*Given task*
Pull out each row below that contains the word "distant". Case matters.

*Provided information*
-- -- --

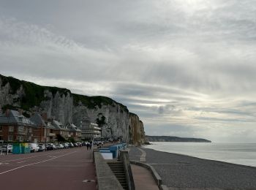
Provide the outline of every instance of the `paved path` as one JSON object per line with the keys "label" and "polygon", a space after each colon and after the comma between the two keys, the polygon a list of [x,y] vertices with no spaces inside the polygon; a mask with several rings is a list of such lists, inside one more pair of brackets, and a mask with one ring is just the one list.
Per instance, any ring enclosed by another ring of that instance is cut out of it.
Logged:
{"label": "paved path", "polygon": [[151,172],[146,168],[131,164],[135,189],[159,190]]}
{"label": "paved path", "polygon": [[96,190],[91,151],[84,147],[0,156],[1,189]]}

-- -- --

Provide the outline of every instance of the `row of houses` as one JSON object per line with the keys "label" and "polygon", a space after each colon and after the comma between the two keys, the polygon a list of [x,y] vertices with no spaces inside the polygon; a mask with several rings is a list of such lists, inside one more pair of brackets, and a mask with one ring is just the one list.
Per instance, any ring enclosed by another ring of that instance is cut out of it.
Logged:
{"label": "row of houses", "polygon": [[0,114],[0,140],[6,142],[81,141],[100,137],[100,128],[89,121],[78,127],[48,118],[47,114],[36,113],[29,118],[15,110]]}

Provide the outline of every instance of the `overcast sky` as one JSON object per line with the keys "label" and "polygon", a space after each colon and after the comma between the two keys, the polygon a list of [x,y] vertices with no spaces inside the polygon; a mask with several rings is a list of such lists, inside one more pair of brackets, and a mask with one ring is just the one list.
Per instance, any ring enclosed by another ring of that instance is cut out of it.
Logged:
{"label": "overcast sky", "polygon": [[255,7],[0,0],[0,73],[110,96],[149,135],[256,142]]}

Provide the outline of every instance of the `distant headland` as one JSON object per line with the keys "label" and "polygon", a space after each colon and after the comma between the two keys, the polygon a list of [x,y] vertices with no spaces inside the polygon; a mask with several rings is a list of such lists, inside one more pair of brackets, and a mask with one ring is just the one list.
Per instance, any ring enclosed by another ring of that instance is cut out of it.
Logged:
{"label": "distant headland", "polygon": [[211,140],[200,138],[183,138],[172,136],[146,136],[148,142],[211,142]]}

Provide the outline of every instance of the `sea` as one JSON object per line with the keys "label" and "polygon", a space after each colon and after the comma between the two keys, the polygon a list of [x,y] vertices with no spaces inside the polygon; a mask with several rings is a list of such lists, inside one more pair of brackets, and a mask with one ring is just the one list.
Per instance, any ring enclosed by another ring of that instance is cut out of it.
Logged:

-- -- --

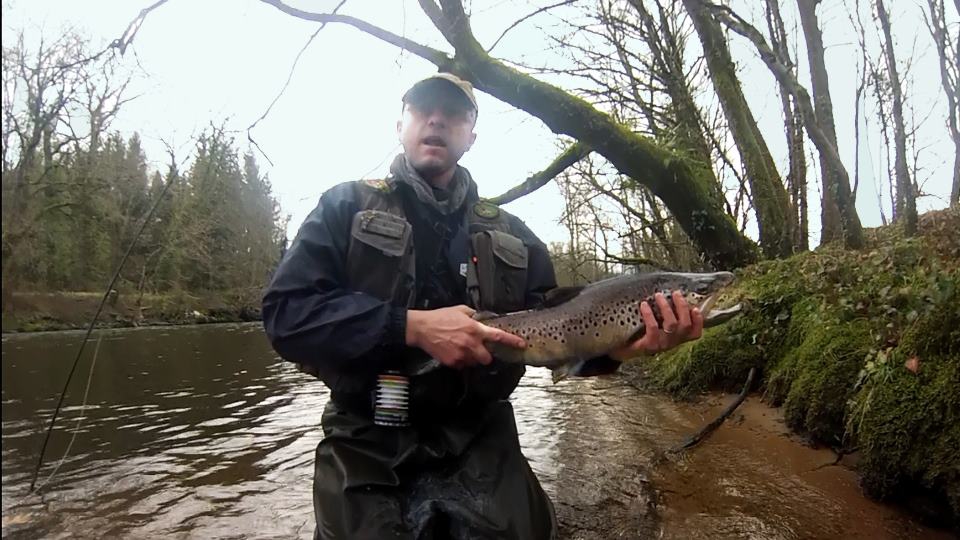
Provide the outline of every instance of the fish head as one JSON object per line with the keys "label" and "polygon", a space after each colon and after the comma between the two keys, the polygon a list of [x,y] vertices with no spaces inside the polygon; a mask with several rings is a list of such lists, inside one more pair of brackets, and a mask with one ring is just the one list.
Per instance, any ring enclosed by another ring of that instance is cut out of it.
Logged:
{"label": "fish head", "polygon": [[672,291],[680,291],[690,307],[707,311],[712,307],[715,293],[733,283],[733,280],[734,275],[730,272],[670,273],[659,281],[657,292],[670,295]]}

-- -- --

*Task response*
Provide the outline of every instance of the `distant headland` as one JSON object per line with the keys "label" and "polygon", a space after each colon and after the comma between the two keys, the polygon a list of [x,y] vertices with no spaces inside the polygon; a mask with several rings is a list of such lists, inside one more pair of brackets, and a mask with one ring is just the one list.
{"label": "distant headland", "polygon": [[211,140],[200,138],[183,138],[172,136],[146,136],[148,142],[211,142]]}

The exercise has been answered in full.